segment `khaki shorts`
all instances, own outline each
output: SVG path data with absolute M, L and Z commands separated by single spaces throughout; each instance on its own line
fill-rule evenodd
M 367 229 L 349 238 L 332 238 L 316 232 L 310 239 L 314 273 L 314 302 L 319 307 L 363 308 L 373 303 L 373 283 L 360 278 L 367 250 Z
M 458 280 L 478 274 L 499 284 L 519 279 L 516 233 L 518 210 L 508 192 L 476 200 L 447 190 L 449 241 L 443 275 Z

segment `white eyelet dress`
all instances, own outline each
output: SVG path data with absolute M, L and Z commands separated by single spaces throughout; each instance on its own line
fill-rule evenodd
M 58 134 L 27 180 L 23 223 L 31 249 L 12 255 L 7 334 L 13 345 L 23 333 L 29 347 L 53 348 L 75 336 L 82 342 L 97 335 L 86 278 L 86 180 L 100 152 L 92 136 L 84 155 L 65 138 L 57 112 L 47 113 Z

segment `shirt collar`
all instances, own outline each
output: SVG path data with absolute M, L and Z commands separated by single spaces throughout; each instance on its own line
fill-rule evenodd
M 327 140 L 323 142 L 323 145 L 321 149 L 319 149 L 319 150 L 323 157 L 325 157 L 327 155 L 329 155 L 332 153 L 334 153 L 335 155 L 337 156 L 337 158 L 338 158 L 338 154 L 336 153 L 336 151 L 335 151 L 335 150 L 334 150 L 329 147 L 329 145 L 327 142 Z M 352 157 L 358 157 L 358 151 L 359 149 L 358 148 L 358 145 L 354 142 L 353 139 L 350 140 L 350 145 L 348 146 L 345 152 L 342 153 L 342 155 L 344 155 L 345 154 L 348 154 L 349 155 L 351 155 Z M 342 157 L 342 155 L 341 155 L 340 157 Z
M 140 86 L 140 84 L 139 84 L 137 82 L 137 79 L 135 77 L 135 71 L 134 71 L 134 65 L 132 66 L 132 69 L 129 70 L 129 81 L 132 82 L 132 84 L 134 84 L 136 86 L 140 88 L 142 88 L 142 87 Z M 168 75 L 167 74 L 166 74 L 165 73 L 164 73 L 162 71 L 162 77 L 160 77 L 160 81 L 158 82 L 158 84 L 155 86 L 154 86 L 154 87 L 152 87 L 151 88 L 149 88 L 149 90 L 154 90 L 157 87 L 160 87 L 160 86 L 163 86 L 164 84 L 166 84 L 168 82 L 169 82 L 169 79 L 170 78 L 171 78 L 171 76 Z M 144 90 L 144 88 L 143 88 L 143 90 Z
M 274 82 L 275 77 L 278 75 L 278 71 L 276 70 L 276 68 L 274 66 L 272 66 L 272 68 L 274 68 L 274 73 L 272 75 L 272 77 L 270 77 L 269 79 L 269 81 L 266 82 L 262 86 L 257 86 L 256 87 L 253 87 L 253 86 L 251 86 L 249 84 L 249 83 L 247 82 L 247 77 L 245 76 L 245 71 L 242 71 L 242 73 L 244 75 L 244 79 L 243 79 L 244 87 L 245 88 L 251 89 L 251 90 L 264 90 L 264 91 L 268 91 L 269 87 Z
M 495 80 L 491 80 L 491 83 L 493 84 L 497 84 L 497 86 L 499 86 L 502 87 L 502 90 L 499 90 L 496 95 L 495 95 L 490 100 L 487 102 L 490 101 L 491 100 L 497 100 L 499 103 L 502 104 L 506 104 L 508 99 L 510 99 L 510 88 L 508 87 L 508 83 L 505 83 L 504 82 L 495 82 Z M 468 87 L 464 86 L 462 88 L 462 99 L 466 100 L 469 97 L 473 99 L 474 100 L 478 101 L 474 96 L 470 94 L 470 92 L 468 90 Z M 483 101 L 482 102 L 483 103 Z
----------
GOAL OF THE EXERCISE: Update the entries from the start through the line containing "M 58 134 L 27", changing every "evenodd" to "nonzero" and leaving all else as it stands.

REPLY TO THE EXERCISE:
segment `khaki shorts`
all instances, own outline each
output: SVG path data with absolute M, L and Z commands separated by single spaces throughout; each instance on its own line
fill-rule nonzero
M 367 229 L 349 238 L 332 238 L 316 232 L 310 239 L 314 273 L 314 302 L 319 307 L 363 308 L 373 303 L 373 283 L 360 278 L 367 250 Z
M 458 280 L 478 274 L 499 284 L 519 279 L 516 233 L 518 210 L 508 192 L 476 200 L 447 190 L 449 241 L 443 275 Z

segment `white eyelet dress`
all instances, own outline each
output: SVG path data with absolute M, L and Z commands separated by single spaces throughout; each instance on its own line
fill-rule nonzero
M 58 134 L 27 180 L 23 223 L 31 249 L 12 255 L 7 334 L 13 345 L 23 333 L 29 347 L 53 348 L 75 336 L 82 342 L 97 335 L 86 278 L 86 180 L 100 152 L 92 136 L 84 155 L 65 138 L 57 112 L 47 113 Z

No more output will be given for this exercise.